*PROBLEM DESCRIPTION:*
Pull out each line of the data below that contains the word "damselfly".

═══ GIVEN RECORDS

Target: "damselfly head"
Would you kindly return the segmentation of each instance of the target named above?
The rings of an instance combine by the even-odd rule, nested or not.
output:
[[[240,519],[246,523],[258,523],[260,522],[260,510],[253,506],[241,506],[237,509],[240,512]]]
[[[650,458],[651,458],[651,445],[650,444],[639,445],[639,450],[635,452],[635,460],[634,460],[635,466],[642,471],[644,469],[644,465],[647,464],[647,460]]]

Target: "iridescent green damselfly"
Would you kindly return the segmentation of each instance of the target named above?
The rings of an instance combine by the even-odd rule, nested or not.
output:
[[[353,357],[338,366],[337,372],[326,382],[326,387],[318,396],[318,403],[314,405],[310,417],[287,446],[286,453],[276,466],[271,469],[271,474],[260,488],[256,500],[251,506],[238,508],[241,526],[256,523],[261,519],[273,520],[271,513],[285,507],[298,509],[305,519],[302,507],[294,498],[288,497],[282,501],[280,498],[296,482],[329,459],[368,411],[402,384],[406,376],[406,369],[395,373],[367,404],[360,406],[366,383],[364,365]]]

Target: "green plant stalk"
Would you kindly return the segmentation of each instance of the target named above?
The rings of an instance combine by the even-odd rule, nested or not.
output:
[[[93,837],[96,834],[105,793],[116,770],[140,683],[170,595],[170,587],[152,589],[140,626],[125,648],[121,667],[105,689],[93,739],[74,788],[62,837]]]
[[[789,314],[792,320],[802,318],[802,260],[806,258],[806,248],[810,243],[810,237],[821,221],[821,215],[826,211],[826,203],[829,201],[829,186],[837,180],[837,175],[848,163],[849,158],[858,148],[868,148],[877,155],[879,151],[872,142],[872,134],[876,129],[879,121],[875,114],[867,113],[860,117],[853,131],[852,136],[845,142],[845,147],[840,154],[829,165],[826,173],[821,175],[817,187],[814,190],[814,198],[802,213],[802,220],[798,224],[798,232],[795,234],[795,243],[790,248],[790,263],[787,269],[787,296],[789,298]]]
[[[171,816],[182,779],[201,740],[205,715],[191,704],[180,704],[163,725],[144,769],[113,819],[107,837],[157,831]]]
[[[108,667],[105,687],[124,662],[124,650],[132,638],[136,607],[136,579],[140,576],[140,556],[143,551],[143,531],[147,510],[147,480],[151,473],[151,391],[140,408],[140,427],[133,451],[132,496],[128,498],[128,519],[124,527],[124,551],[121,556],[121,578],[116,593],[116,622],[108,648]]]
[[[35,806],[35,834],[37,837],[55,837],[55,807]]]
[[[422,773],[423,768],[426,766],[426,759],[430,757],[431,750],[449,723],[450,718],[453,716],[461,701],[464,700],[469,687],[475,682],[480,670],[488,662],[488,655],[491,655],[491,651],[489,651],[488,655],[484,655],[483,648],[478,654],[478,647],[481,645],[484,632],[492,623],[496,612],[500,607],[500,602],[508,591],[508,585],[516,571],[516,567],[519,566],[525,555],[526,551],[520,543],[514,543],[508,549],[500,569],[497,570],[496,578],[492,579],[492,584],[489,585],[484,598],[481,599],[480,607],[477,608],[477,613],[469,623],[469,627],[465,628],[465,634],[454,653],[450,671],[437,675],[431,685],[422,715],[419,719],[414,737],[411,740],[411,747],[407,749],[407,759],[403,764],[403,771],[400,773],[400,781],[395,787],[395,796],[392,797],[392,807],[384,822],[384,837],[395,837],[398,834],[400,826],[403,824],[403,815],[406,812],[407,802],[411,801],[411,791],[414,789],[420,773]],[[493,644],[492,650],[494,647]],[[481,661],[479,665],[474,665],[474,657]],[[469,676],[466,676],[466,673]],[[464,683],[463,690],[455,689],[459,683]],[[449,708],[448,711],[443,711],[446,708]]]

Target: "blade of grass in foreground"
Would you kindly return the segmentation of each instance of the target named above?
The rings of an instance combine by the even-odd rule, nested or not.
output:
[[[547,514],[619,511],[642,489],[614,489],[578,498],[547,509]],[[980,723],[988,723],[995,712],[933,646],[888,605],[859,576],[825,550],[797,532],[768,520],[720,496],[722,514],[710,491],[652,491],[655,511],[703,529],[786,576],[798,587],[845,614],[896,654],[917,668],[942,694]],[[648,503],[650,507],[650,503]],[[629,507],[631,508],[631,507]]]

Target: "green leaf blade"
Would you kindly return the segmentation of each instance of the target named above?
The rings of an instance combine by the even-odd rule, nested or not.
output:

══════
═══ GIVEN RECORDS

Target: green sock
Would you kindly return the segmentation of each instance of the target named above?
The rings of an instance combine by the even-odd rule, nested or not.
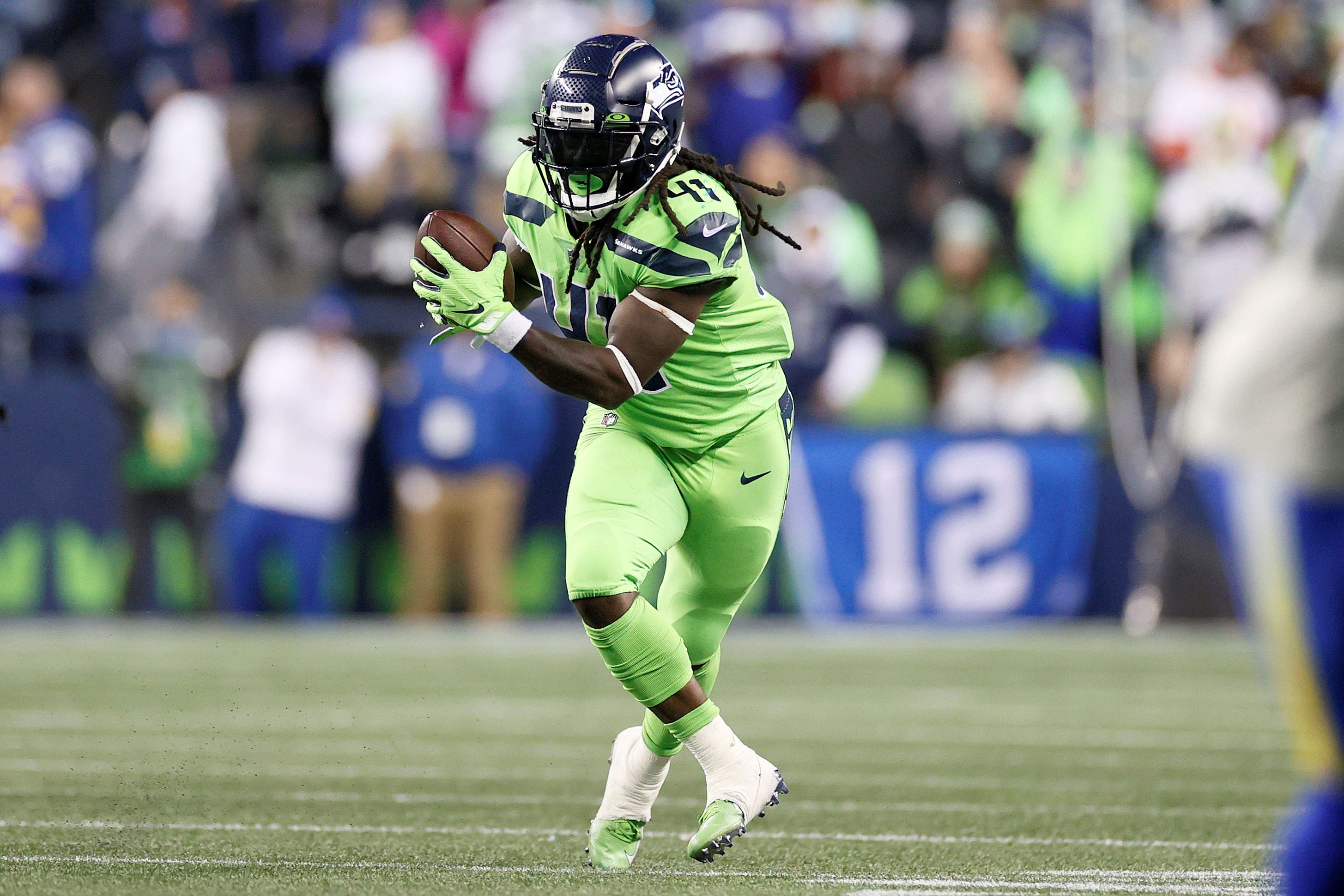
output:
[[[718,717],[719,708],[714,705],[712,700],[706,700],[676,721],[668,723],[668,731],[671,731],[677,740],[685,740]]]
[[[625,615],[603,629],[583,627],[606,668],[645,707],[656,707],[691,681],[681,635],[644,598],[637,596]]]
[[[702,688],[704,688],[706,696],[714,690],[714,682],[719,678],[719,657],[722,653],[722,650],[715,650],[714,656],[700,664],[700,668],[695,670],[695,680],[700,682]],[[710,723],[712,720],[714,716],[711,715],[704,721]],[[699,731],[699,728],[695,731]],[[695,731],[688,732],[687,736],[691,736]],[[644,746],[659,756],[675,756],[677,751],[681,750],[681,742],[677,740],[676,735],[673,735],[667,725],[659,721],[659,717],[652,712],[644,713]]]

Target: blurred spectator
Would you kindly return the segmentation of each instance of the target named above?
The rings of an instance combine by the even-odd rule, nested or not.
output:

══════
═══ GIVEN RECORDS

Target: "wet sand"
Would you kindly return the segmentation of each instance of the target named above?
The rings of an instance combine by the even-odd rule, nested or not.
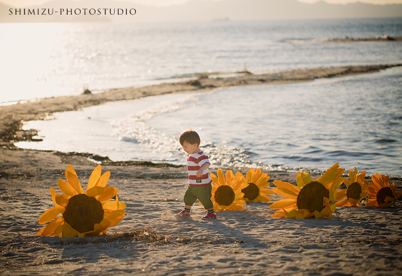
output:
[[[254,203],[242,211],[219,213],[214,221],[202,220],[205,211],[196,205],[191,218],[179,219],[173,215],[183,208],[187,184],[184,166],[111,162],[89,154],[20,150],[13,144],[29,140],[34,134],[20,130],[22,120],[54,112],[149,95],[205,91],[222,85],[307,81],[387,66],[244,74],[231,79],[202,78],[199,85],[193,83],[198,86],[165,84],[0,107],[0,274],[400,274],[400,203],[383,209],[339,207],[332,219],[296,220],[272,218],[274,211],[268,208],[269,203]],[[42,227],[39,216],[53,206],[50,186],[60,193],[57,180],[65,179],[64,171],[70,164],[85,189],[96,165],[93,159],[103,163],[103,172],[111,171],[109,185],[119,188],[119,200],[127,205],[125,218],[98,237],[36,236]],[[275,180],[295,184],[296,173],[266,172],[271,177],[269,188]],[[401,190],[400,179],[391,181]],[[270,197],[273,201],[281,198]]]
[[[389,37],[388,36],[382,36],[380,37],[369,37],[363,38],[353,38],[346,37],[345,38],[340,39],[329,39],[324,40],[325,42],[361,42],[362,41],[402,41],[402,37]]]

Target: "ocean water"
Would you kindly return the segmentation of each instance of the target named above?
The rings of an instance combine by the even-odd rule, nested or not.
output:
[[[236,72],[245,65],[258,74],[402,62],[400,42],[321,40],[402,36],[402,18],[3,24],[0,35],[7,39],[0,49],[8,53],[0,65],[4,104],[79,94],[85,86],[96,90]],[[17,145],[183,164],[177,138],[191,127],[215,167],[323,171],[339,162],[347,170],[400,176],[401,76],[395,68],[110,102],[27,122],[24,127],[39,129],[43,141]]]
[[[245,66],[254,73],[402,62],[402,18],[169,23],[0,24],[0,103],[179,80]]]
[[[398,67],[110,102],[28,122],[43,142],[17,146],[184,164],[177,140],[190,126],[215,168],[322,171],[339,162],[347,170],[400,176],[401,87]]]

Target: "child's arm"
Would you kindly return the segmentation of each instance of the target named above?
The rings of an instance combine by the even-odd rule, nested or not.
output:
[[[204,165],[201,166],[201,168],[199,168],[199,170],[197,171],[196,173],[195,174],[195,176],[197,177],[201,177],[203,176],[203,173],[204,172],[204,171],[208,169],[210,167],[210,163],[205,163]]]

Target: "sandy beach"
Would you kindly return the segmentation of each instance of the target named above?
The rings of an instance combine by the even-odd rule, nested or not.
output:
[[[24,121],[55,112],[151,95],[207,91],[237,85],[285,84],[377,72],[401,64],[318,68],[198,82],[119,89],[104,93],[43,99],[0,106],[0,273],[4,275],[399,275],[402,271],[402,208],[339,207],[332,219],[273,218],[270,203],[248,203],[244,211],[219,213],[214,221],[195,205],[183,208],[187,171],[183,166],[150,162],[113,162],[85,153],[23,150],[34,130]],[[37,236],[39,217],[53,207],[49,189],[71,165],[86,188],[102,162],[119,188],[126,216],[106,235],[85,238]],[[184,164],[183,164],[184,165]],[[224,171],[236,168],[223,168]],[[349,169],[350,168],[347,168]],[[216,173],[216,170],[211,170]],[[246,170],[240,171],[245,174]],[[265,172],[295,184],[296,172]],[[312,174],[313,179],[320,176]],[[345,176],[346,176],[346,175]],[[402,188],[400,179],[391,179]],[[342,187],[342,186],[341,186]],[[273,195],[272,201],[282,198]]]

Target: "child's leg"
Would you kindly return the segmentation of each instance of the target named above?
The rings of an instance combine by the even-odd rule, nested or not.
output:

══════

*EXERCISE ANSWER:*
Target: "damselfly head"
Target: "iridescent green damselfly"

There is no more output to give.